== Source data ==

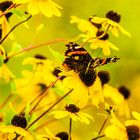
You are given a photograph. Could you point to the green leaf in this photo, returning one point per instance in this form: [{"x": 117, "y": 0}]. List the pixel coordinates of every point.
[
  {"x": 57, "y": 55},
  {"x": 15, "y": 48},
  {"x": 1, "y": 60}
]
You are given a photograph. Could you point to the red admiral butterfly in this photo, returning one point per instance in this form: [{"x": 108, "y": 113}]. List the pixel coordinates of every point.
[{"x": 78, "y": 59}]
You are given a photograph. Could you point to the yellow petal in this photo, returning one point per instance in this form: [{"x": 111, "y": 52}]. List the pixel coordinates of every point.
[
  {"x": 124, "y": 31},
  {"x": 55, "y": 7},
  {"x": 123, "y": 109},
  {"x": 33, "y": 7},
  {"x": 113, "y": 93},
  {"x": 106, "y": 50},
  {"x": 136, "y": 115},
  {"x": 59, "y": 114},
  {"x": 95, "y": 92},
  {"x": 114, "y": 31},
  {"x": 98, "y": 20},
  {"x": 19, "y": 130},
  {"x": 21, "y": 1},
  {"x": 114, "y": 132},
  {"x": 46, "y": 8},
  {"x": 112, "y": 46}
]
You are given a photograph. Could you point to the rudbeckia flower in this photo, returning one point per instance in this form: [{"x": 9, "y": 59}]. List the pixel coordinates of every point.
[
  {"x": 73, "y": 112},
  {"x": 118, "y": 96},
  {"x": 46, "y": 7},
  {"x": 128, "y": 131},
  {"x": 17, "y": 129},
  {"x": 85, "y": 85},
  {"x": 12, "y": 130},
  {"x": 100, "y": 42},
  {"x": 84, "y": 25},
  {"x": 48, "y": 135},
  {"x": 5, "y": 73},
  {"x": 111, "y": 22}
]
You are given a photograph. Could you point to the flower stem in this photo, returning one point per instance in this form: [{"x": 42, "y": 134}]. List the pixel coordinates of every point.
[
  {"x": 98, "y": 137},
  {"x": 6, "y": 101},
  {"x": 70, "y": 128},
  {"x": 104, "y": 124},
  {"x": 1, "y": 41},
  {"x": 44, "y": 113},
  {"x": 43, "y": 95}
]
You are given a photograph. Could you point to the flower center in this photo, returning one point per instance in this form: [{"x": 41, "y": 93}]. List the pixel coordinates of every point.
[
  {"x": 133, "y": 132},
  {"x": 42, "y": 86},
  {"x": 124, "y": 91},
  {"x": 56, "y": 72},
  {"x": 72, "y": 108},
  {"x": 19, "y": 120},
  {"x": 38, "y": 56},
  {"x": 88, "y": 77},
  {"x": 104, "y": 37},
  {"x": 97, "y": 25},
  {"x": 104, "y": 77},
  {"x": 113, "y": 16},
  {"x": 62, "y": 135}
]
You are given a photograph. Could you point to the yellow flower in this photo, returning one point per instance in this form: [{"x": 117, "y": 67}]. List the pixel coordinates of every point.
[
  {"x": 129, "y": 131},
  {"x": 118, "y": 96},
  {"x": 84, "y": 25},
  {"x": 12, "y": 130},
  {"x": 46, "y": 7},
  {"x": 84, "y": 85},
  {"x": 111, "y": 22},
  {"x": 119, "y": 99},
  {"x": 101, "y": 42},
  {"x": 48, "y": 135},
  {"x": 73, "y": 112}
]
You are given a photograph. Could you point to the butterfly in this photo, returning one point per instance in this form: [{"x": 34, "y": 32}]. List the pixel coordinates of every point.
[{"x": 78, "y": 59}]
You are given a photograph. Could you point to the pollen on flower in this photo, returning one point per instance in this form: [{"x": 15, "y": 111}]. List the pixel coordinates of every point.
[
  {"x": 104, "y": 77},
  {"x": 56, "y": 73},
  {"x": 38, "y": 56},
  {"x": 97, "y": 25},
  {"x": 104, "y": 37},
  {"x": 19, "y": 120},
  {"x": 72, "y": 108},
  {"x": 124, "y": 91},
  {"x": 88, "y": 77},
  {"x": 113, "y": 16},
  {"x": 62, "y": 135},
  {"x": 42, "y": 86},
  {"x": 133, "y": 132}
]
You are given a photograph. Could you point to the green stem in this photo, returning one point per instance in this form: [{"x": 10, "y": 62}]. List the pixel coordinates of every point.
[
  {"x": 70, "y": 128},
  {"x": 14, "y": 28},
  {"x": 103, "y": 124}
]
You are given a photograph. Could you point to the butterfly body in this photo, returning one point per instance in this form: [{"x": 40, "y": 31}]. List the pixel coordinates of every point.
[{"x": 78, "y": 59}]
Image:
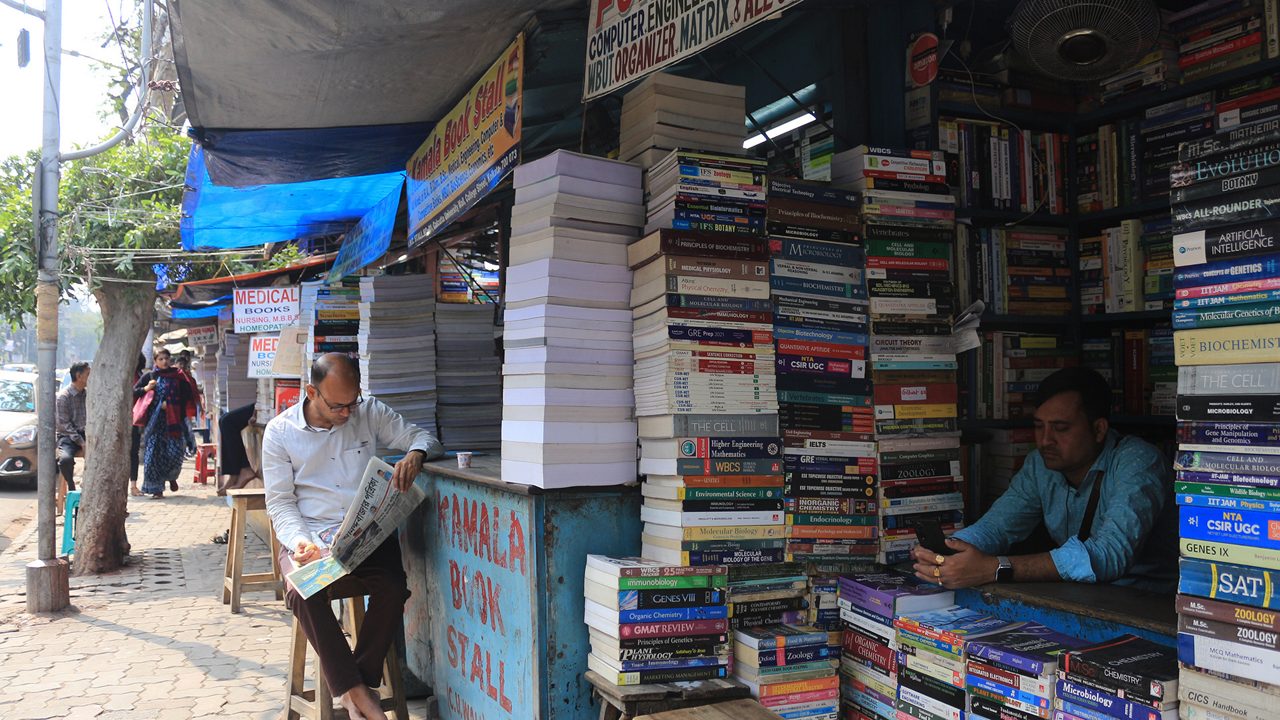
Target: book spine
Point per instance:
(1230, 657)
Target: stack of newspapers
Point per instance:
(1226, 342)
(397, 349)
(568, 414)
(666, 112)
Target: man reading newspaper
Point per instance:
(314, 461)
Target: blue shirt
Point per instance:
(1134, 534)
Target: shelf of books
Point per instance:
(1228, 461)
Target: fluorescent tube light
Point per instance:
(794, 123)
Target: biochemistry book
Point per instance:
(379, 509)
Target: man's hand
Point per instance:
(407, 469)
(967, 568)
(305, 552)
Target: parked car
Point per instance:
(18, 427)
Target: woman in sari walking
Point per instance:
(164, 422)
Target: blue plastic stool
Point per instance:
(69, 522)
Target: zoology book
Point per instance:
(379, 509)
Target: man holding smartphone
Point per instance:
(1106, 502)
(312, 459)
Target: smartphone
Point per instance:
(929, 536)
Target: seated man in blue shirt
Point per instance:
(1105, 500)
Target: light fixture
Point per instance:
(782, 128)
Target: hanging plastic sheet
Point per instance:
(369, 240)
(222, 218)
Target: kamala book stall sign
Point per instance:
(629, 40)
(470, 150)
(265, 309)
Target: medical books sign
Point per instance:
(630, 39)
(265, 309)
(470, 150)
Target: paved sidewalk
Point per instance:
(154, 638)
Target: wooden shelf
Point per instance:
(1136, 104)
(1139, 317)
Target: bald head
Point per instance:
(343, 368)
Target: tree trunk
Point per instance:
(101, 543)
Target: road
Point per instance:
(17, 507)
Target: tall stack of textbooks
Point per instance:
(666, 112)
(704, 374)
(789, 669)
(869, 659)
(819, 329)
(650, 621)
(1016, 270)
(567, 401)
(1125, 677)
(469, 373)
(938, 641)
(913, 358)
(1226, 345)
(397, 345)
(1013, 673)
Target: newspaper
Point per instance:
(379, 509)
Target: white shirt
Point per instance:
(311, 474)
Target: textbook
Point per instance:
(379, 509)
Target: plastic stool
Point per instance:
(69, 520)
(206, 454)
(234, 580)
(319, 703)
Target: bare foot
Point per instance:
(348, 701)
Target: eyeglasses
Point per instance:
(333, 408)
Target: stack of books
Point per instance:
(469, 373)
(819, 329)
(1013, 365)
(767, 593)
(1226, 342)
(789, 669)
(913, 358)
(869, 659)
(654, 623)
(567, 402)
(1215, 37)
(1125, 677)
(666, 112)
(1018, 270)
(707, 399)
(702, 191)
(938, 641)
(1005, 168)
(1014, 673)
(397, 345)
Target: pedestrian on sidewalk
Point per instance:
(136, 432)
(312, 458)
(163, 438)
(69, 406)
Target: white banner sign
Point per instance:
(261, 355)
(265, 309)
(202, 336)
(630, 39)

===

Write out every entry above exactly, minus the pictures.

You are given a photograph. Could you point to the green leaf in this photo, returning one point per instance in this form: [{"x": 117, "y": 0}]. List the pixel coordinates of every point.
[
  {"x": 57, "y": 55},
  {"x": 15, "y": 48},
  {"x": 1, "y": 60}
]
You are given a photograph. Could you point to the red admiral butterfly in this photo, returning one point per instance in this form: [{"x": 108, "y": 113}]. List the pixel coordinates of every point.
[{"x": 78, "y": 59}]
You are given a photograph. Could you point to the yellow petal in this photo, returning one point per instance in this form: [{"x": 111, "y": 52}]. List the pixel coordinates of every point.
[
  {"x": 124, "y": 31},
  {"x": 55, "y": 7},
  {"x": 123, "y": 109},
  {"x": 33, "y": 7},
  {"x": 113, "y": 93},
  {"x": 106, "y": 50},
  {"x": 136, "y": 115},
  {"x": 59, "y": 114},
  {"x": 95, "y": 92},
  {"x": 114, "y": 31},
  {"x": 98, "y": 20},
  {"x": 19, "y": 130},
  {"x": 21, "y": 1},
  {"x": 114, "y": 132},
  {"x": 46, "y": 8},
  {"x": 112, "y": 46}
]
You are given a photograph. Could you point to the rudbeckia flower in this photo, returning one point per instance in this form: [{"x": 9, "y": 59}]. List the pixel coordinates of every point.
[
  {"x": 73, "y": 112},
  {"x": 118, "y": 96},
  {"x": 46, "y": 7},
  {"x": 128, "y": 131},
  {"x": 17, "y": 129},
  {"x": 85, "y": 85},
  {"x": 12, "y": 130},
  {"x": 100, "y": 42},
  {"x": 84, "y": 25},
  {"x": 48, "y": 135},
  {"x": 5, "y": 73},
  {"x": 111, "y": 22}
]
You are given a photograph. Could you point to the flower stem in this photo, returning one point per instance in this form: [{"x": 42, "y": 134}]. List the pixel coordinates of every point.
[
  {"x": 98, "y": 137},
  {"x": 6, "y": 101},
  {"x": 70, "y": 128},
  {"x": 104, "y": 124},
  {"x": 1, "y": 41},
  {"x": 44, "y": 113},
  {"x": 43, "y": 95}
]
You are given a photograph. Could you point to the flower center in this photo, returning one point per instance in this form: [{"x": 41, "y": 93}]. List the pixel coordinates of every point.
[
  {"x": 133, "y": 132},
  {"x": 42, "y": 86},
  {"x": 124, "y": 91},
  {"x": 56, "y": 72},
  {"x": 72, "y": 108},
  {"x": 19, "y": 120},
  {"x": 38, "y": 56},
  {"x": 88, "y": 77},
  {"x": 104, "y": 37},
  {"x": 97, "y": 25},
  {"x": 104, "y": 77},
  {"x": 113, "y": 16},
  {"x": 62, "y": 135}
]
You are given a photograph. Could you point to the yellow flower in this photo, returning one point per instance in this form: [{"x": 117, "y": 67}]. List the pixel coordinates of every point.
[
  {"x": 129, "y": 131},
  {"x": 118, "y": 96},
  {"x": 84, "y": 25},
  {"x": 12, "y": 130},
  {"x": 46, "y": 7},
  {"x": 84, "y": 85},
  {"x": 111, "y": 22},
  {"x": 119, "y": 99},
  {"x": 101, "y": 42},
  {"x": 48, "y": 135},
  {"x": 73, "y": 112}
]
You are given a photograph. Could you point to the butterfly in this photo, returning one point per instance in this form: [{"x": 34, "y": 32}]. List the pixel coordinates of every point.
[{"x": 78, "y": 59}]
You are given a photograph. Could you point to the pollen on flower in this photo, returning one point per instance in this form: [{"x": 15, "y": 111}]. List the pixel coordinates of every point.
[
  {"x": 104, "y": 77},
  {"x": 56, "y": 73},
  {"x": 38, "y": 56},
  {"x": 97, "y": 25},
  {"x": 104, "y": 37},
  {"x": 19, "y": 120},
  {"x": 72, "y": 108},
  {"x": 124, "y": 91},
  {"x": 88, "y": 77},
  {"x": 113, "y": 16},
  {"x": 62, "y": 135},
  {"x": 42, "y": 86},
  {"x": 133, "y": 132}
]
You are given a photograph. Could you point to the green stem in this photo, returning one point per instance in this form: [{"x": 10, "y": 62}]. List the pixel coordinates of every point.
[
  {"x": 70, "y": 128},
  {"x": 14, "y": 28},
  {"x": 103, "y": 124}
]
You are given a photograph. Could you point to the butterfly body in this photo, returning one point per instance in this form: [{"x": 40, "y": 31}]. List the pixel coordinates of every point.
[{"x": 78, "y": 59}]
Image:
Target: book spine
Point per instance:
(1230, 657)
Target: stack of newspapers
Point per instance:
(1226, 342)
(397, 349)
(568, 414)
(666, 112)
Target: man reading newspaper
Point per instance:
(314, 461)
Target: blue shirt
Point per instance:
(1134, 534)
Target: shelf of books
Point per instance:
(1228, 461)
Target: fluorescent tube light
Point per instance:
(794, 123)
Target: biochemistry book
Point per instance:
(379, 509)
Target: man's hand
Point per instance:
(407, 469)
(967, 568)
(305, 552)
Target: parked car
Point per instance:
(18, 427)
Target: woman in sari walking
Point per instance:
(164, 422)
Target: blue plastic stool
Point per instance:
(69, 522)
Target: zoology book
Point per instance:
(379, 509)
Target: man holding smartphone
Point per instance:
(1106, 502)
(312, 459)
Target: smartphone
Point per instance:
(929, 536)
Target: seated man in blue shirt
Point per instance:
(1105, 500)
Target: light fixture
Point per instance:
(782, 128)
Target: hanging plastic sheet
Point per instance:
(369, 240)
(222, 218)
Target: kamala book stall sign
Point per instance:
(629, 40)
(470, 150)
(265, 309)
Target: medical books sign
Point per instance:
(630, 39)
(265, 309)
(470, 150)
Target: paved sidewalk
Point per instance:
(154, 638)
Target: wooden shelf
Point per instance:
(1136, 104)
(1139, 317)
Target: bald head
Point per instance:
(343, 368)
Target: tree trunk
Point per instance:
(101, 543)
Target: road
Point per instance:
(17, 507)
Target: tall stack of textbooks
Point per instance:
(666, 112)
(704, 374)
(789, 669)
(869, 659)
(819, 329)
(650, 621)
(1016, 270)
(567, 401)
(1125, 677)
(469, 373)
(938, 641)
(913, 358)
(1226, 345)
(397, 345)
(1013, 673)
Target: newspaper
Point per instance:
(379, 509)
Target: white shirt
Point per instance:
(311, 474)
Target: textbook
Point per instance:
(379, 509)
Target: plastic stool
Point per instance:
(69, 520)
(206, 454)
(234, 580)
(319, 703)
Target: bare foot
Point per instance:
(348, 701)
Target: eyeglasses
Point per instance:
(333, 408)
Target: stack of books
Point per instance:
(469, 373)
(819, 329)
(1013, 365)
(767, 593)
(1226, 342)
(789, 669)
(913, 358)
(869, 659)
(654, 623)
(567, 402)
(1215, 37)
(1125, 677)
(666, 112)
(1018, 270)
(707, 399)
(702, 191)
(938, 641)
(1005, 168)
(1014, 673)
(397, 345)
Target: pedestrian on sidewalk
Point per instance:
(136, 432)
(312, 458)
(163, 438)
(69, 406)
Target: white banner sign
Point per instance:
(261, 355)
(265, 309)
(202, 336)
(630, 39)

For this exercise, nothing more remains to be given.